___ PROVIDED DATA

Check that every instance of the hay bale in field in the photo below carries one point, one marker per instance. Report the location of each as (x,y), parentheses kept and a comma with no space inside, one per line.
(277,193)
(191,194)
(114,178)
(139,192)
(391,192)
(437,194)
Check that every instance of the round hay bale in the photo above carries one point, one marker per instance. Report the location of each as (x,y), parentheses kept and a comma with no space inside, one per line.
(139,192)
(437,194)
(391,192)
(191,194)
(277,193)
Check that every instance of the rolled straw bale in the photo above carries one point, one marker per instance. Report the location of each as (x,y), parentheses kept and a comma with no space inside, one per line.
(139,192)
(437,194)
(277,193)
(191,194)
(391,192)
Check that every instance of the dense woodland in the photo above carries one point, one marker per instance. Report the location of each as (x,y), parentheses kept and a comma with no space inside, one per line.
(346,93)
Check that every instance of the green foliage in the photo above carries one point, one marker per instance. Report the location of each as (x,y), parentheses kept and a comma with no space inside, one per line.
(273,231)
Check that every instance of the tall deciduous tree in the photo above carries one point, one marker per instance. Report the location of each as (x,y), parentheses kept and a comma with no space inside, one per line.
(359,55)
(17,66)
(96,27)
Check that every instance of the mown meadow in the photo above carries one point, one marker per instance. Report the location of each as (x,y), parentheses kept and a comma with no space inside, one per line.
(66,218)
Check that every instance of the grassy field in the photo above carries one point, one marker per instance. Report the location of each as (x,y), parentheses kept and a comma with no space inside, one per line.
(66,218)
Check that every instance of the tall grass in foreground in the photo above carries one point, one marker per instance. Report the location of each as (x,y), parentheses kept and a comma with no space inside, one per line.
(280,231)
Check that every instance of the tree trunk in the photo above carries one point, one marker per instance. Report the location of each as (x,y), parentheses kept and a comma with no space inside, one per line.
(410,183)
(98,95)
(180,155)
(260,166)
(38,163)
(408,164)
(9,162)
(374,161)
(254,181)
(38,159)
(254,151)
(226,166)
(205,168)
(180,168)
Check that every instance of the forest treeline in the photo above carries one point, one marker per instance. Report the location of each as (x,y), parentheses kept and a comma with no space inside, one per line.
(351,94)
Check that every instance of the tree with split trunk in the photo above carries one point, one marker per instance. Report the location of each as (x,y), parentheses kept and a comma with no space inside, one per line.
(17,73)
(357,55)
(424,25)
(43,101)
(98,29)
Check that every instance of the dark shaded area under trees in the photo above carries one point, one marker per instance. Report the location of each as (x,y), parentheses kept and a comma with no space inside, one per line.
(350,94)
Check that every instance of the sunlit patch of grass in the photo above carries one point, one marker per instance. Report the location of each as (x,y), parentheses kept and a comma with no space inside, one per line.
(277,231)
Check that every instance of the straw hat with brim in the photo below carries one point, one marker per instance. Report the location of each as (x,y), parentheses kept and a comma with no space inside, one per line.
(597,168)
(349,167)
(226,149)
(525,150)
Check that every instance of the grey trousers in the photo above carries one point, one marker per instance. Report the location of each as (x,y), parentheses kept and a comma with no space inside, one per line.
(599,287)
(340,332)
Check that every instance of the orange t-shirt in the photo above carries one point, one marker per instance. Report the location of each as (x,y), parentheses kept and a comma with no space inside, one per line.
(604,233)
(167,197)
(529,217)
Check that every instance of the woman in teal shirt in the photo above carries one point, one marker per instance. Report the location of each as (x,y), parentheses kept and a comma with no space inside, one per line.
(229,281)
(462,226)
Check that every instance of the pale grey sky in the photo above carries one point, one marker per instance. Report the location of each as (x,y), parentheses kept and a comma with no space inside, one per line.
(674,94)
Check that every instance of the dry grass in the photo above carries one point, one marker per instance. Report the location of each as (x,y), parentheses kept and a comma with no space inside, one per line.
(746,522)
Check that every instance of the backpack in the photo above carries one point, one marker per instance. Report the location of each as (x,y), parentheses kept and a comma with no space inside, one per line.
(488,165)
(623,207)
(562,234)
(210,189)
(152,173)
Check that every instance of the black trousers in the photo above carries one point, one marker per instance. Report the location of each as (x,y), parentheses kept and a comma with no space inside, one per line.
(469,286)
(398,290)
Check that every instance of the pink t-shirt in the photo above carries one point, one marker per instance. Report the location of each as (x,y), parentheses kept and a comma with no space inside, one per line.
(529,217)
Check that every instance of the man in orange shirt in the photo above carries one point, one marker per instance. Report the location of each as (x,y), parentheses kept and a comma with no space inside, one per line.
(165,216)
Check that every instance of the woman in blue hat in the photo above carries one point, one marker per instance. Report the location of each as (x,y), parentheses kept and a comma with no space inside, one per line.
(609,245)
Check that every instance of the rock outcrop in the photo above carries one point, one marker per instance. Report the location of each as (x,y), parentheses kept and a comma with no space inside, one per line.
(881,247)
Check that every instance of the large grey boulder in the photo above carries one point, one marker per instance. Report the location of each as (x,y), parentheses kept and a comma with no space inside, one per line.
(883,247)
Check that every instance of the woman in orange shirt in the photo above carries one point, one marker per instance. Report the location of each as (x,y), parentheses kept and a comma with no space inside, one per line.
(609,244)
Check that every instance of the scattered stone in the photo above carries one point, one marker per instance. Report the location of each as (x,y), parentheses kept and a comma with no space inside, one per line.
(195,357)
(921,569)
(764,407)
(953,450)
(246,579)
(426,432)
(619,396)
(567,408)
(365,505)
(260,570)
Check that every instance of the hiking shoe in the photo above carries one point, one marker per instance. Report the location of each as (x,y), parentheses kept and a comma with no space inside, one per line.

______

## [REQUIREMENT]
Give the complete listing a second time, exactly as it reads.

## [CORRECT ANSWER]
Check that every instance of the hay bale in field in the photo below carries one point, one marker per instance. Report the location of each as (x,y), parentheses kept and a comma with no space inside, one per line.
(277,193)
(191,194)
(114,178)
(139,192)
(391,192)
(437,194)
Check that every instance of the round hay bale in the photo above carries one point, one marker per instance. Report the location of each as (x,y), parentheses kept and a comma with no space inside, one per line.
(139,192)
(437,194)
(391,192)
(191,194)
(277,193)
Check that every instance of the rolled straw bale in the photo above carries one point, one marker per instance. Report the location of each as (x,y), parentheses kept and a comma with no space inside, one per line.
(139,192)
(437,194)
(277,193)
(191,194)
(391,192)
Check that every instance of the dense woodland in the photo above carries one point, one marker per instance. Report the location of each as (x,y), parentheses kept and a comma with no space inside, one per line.
(346,93)
Check that every instance of the green foliage in the photo above carries one point, one marker per instance. Report the location of each as (x,y), parentheses kept and a comma with no space inside, one per line.
(273,231)
Check that every instance of the tall deciduous tree in the photo above carries one point, one marker per instance. Report the location of each as (x,y), parentheses kept and a comma with no space inside, one per line.
(359,55)
(17,66)
(96,27)
Check that every instance of the mown meadow in the photo above carries one point, one marker per instance. Report the location of each as (x,y), parentheses kept and a comma with no space inside, one per line.
(66,218)
Check that every instance of the grassy field in the photo above carries one point, one marker per instance. Report the location of each as (x,y), parentheses kept and a comma with no space inside, one per line.
(66,218)
Check that every instance of the tall grass in foreground in the photo above carries one point, one marker per instance. Report the location of each as (x,y), parentheses kept and a comma with no space inside, one per line.
(280,231)
Check that every instance of the tree trunk in the photo above carries one point, one marker per instance. Report the location of each as (x,y), parentheses kept and a comma with no space inside, one per line.
(410,183)
(98,95)
(180,155)
(260,166)
(38,163)
(408,164)
(9,162)
(374,161)
(254,181)
(38,159)
(254,151)
(226,166)
(205,168)
(180,168)
Check that every instance of the forest treeline in the photo above carries one point, one marker per instance. Report the location of each as (x,y), parentheses kept and a comma with no space inside, one per line.
(351,94)
Check that every instance of the tree with split trunk in the photo above carries one point, one marker per instance. Report the location of each as (x,y), parentheses kept and a comma with no space inside, one per line.
(17,73)
(357,55)
(424,25)
(43,101)
(98,29)
Check that every instance of the dark shaded area under trees in the photo above carries one point, one marker per instance. Report the location of each as (x,y), parentheses kept and a comma with no space inside, one per line.
(350,94)
Check that every instance of the sunlit patch of grass in the photo above carries one point, one marker per instance. Report the location of each as (x,y), parentheses kept and a comma with no space inside, one per line.
(277,231)
Check that every instance of the straw hat with brim in the photo below carries one point, one marker per instance. Report the location of each as (x,y), parentheses kept and a comma with no space inside, one per line.
(597,168)
(349,167)
(226,149)
(525,150)
Check that every instance of the grey trousers in the photo above carries one point, one marker per instance. Report the location of each as (x,y), parentheses kept and a comma with no space inside, one per line.
(599,287)
(340,332)
Check that every instance of the orange t-shirt in the photo above carries one point, one marker per instance. Report the location of each as (x,y), parentheses kept and a comma with no space inside, one per line.
(604,233)
(167,197)
(529,217)
Check that every instance of the woman in teal shirt in the photo above carries one point, one marker per instance. Report the location of each as (x,y), parentheses kept and a comma with no space inside, one per line.
(229,281)
(462,226)
Check that every instance of the pale grey sky in the photo above carries one point, one marker per instance. Report the location of each as (x,y), parentheses kept and a comma with no space inside, one per line.
(674,94)
Check that every instance of the dry grass in the photo above carries one point, one marker per instance. Report the location of each as (x,y), parentheses kept and a comma with no space inside, one per line.
(746,522)
Check that every instance of the backpack in the photo above carries one point, one marker per instance. Report the location of each as (x,y), parentheses kept and a comma with no space inside, one per line.
(488,165)
(623,207)
(562,234)
(210,189)
(152,173)
Check that every instance of the black trousers in the photo above carries one point, one marker per instance. Report the location of each as (x,y), parentheses kept and a comma with no space inside, one per line.
(469,286)
(398,290)
Check that every instance of the pink t-shirt in the photo above carries one point, one marker per instance. Report the location of each as (x,y), parentheses kept and a comma with no space inside, one per line.
(529,217)
Check that every instance of the man in orange shirt in the photo above carries one point, one marker per instance. Report the location of each as (x,y), parentheses kept and a comma with no space inside, one per line.
(165,216)
Check that every instance of the woman in blue hat in the photo above carries one point, one marker per instance. Report the location of each as (x,y), parentheses kept and a comma with no space inside, one per line.
(609,245)
Check that every instance of the rock outcrop in the photo above carries one point, one marker per instance. Report the location of each as (x,y), parentheses kept and a comma with no space inside, one per line.
(881,247)
Check that every instance of the large grey boulder in the photo above carries one point, one marker per instance. Report the location of each as (x,y), parentheses kept and a comma with no space inside, one per line.
(883,247)
Check that every instance of the woman in orange shirt in the photo above carries one point, one marker per instance. Report the location of each as (x,y), parentheses kept and a comma with no space inside, one per line.
(609,244)
Check that every instance of the scattered stone in the photo above carries one point, one marker per instance. Report the location of each as (x,y), parentheses kept and a comma with no space inside, one per line.
(195,357)
(921,569)
(764,407)
(953,450)
(246,579)
(426,432)
(619,396)
(567,408)
(365,505)
(260,570)
Check that every instance of the hiking shoe in the photo above carries one point, one marker per instance. Report the location of each as (x,y), parentheses kept and a comma with no space inside, one per line.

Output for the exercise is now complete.